**SET TASKS**
a - Repeat the part of the Awesome Theorem passage between "Before I tell" and "across the cylinder.", inclusive, word for word.
b - Reproduce every one of the rows below verbatim, leaving out none.

**PROVIDED PASSAGE**
■ ■ ■ ■ ■ ■ ■

The Awesome Theorem

Today, we’re going to talk about the Awesome Theorem.

I’ve mentioned this before, but that is literally the name of the theorem. Gauss, its discoverer, named it theorma egregium, which means the awesome theorem.1 And the theorem is awesome enough that the name stuck.

Before I tell you what the theorem is and why it’s so awesome, let me remind you what we talked about last time.

Curvature is, unsurprisingly, how much and how surfaces curve. When you first think of curvature, it seems like it should simply be due to how we are visualizing our surface. For instance, a sheet of paper can be bent into a cylinder, which has different curvature. However, if I were an ant living on the paper, unaware of a third dimension away from the paper, I could never tell whether or not the paper was bent.

This kind of curvature can be measured by looking at principal curvatures, which essentially measure how much a surface bends in two different directions. For a cylinder, this would be the curvature along the cylinder and the curvature across the cylinder.


Of course, these curvatures aren’t intrinsic to the surface. A flat sheet would have two zero principal curvatures, but it can be bent into a cylinder.

So is there some sort of curvature intrinsic to the surface? How would you measure it?

That is the subject of the awesome theorem.

Gauss’s theorem says this: The product of the principal curvatures is intrinsic to the surface.

Pretty impressive, huh?


Yeah, okay, at first glance it may not seem that impressive. But it really is. Let’s talk about why.

What does intrinsic mean?

Intrinsic means that this curvature, called the Gaussian curvature in his honor, can be measured by ants living on the surface. Or, in other words, it can be measured using only measurements on the surface, without referencing the third dimension we usually visualize it in. We can measure the curvature using just things like lengths, angles and areas, and, as long as those things don’t change, this curvature can’t either.

That may not seem very impressive, but think about it this way. How do we know the Earth isn’t flat? After all, some people still claim it is!

Most of the ways scientists have shown that the Earth isn’t flat use the fact that there is a third dimension to travel in. For instance, looking at the moon and its phases requires we can look up. Looking at the angles made by sunlight at noon on the same day in different locations requires both a sun, and the ability to either dig a well or build a tower. Watching ships appear over the horizon requires that a ship has height above the ocean’s surface.

But if we were truly two dimensional beings living on the surface of a sphere, we could still tell the Earth wasn’t flat.

You might point out that you could always just travel around the equator, and so the Earth must be round. But that only shows the Earth wraps around itself, not that it’s round. After all, a cylinder wraps around itself, but it’s not a sphere, even if we add ends to it.


What could we actually measure?

There are a few things you can measure. The first one is something we already mentioned: the angles of a triangle! Positive Gaussian curvature, like on a sphere,2 makes the angles of any triangle add up to more than 180 degrees. On a surface with zero Gaussian curvature, like a cylinder or a plane, the angles add up to exactly 180 degrees. And on a surface with negative Gaussian curvature (which is harder to draw, but looks like a saddle point if you zoom in), the angles add up to less than 180 degrees.


So, our two-dimensional scientists could tell they lived on a sphere by measuring angles of triangles!

Another way has to do with circles. As you likely know, the circumference of a circle is 2\pi r (where r is the radius) and the area is \pi r^2.

But, like with triangles, that only works if the Gaussian curvature is zero.

■ ■ ■ ■ ■ ■ ■

**EXTRACTED DATA**
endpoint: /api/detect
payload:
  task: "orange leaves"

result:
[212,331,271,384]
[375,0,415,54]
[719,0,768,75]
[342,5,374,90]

■ ■ ■ ■ ■ ■ ■

**RESULTS**
a -
Before I tell you what the theorem is and why it’s so awesome, let me remind you what we talked about last time.

Curvature is, unsurprisingly, how much and how surfaces curve. When you first think of curvature, it seems like it should simply be due to how we are visualizing our surface. For instance, a sheet of paper can be bent into a cylinder, which has different curvature. However, if I were an ant living on the paper, unaware of a third dimension away from the paper, I could never tell whether or not the paper was bent.

This kind of curvature can be measured by looking at principal curvatures, which essentially measure how much a surface bends in two different directions. For a cylinder, this would be the curvature along the cylinder and the curvature across the cylinder.

b -
endpoint: /api/detect
payload:
  task: "orange leaves"

result:
[212,331,271,384]
[375,0,415,54]
[719,0,768,75]
[342,5,374,90]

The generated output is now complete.